**Written exercise 1:**
In the court judgment on the rent assessment appeal, why does the judge find that the earlier Herne Bay decision does not help Mr Collins? Answer in one to three sentences.
**Written exercise 2:**
Write the next part of the court judgment on the rent assessment appeal, picking up after its final sentence.

**Article:**

In his written submission to this court, he has made it plain that he did not
really feel confidence in this rent assessment committee. He has not advanced
at this hearing in detail matters which are set out in his affidavit in which
he complained that he had not really been given a fair hearing; but I feel
bound to say that the reasons for the decision and the fact that the committee
visited the premises do not suggest that the committee failed to consider and
to record his point of view.
*Editor’s
note: Rates of returns, scarfity, and the decline of privately rented
housing, by John Doling and Mary Davies, May 1, 1982. p 415.
Mr Collins
complains in particular that the committee did not correct in their decision
the fact that the hot water was working, specifically at the time of their
inspection, although he had asked them to do so, and they had acknowledged they
had noted that, but they did not actually put it in writing. He also complains that
they should not have rejected or overlooked his general submissions on the
rates of return on property let in the London area and he complains that the
reduction of 20% on the rent officer’s assessment was strikingly at variance
with the fact that in relation to two other appeals with which he was concerned
on the same occasion the committee approved and endorsed the rent assessed by
the rent officer.
This court, of
course, is not rehearing this matter and cannot substitute its view of the
facts of the case for that of the assessment committee whose specific function
it is to determine the facts. In considering the grounds of appeal the court
has to consider the complaints made by the appellant and see whether this
committee failed to give adequate reasons or proper reasons for their decision.
It has to be borne in mind that this question of determining the fair rent is
specifically within their purview; that it is their duty; and it is their duty
to hear appeals, whether by landlord or by tenant, and to give a determination.
I have
carefully considered the points made by Mr Collins, but I am quite unable to
find that the committee did not give sufficient reasons in this case. Mr
Collins referred to a decision which was apparently a decision of mine sitting
in this court in May 1982, relating to a property let in Herne Bay, Kent. That
was a house. He has kindly and helpfully put before the court a copy of that
decison in ESTATES GAZETTE*, but as the report shows (and it is my
recollection, assisted by the report) the facts in that case were really very
different from this case. There were, in that case, very specific comparables
with full details which that assessment committee had not appeared to consider
in the way one would expect, but in this case there is no such ‘hard evidence’,
as I think I described it.

**Stored rows:**
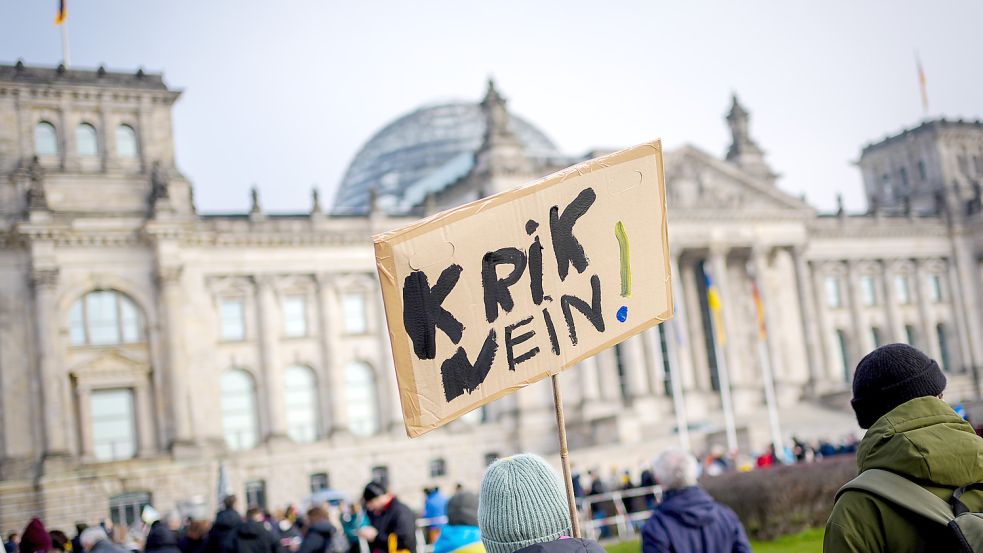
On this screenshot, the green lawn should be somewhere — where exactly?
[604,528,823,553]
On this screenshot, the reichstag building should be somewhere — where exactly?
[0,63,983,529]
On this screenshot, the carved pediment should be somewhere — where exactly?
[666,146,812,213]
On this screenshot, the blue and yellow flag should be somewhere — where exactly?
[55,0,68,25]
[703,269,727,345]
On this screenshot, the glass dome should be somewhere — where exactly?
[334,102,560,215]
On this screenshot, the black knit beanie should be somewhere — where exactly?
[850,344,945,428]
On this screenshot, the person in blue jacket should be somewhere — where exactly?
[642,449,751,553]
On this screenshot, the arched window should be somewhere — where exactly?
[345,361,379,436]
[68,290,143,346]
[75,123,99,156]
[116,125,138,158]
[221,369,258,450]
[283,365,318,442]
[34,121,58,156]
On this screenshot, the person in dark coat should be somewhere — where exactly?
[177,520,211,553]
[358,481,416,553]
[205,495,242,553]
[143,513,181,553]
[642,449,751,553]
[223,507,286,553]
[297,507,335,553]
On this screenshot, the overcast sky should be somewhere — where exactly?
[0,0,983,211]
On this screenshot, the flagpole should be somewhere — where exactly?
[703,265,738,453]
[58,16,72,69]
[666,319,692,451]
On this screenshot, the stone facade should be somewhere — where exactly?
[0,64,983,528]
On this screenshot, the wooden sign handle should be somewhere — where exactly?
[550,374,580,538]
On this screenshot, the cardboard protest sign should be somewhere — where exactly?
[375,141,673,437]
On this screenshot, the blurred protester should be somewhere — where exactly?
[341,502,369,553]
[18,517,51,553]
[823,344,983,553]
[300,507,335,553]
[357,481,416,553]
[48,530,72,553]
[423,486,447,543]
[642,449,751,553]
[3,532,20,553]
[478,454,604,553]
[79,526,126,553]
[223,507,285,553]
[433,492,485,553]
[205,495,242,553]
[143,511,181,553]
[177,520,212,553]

**Task result 1:**
The facts of the Herne Bay case were very different. That case had very specific comparables with full details, and the assessment committee had not appeared to consider them in the way one would expect. In this case there is no such "hard evidence."

**Task result 2:**
*Editor’s
note: Waddington v Surrey and Sussex Rent Assessment Committee
(1982) 264 EG 717, [1982] 2 EGLR 107.
Mr Collins’
submissions are really general submissions to the effect that rents are too low
and, in particular, they are far too low in the London area. That is a matter
which goes well beyond the facts of this particular case and it seems to me
that really the fact that he finds he has no complaint of the rent assessment
committee’s decision in two cases (of the three cases he had) rather suggests
that this committee were not in any sense biased against him, but were basing
their decision on their true and fair view of the particular case. It is clear
from the reasons for their decision that they observed with great care the
premises and the favourable position which the house itself occupies, but they
took into account its state, which they described as being badly neglected.
Also, quite plainly, they took into account, in Mr Collins’ favour, that many
of the complaints which the tenant’s son had put forward were not to be laid at
his door; that is to say, the committee expressed the view that the state of
the room was in part due to the advanced age of the tenant and to neglect by
the tenant and those looking after her and not to Mr Collins.
It seems to me
that their decision meets the requirements of the legislation, and in the
circumstances I cannot find any ground for saying that it should be quashed or
the appeal should be allowed. The appeal is therefore dismissed.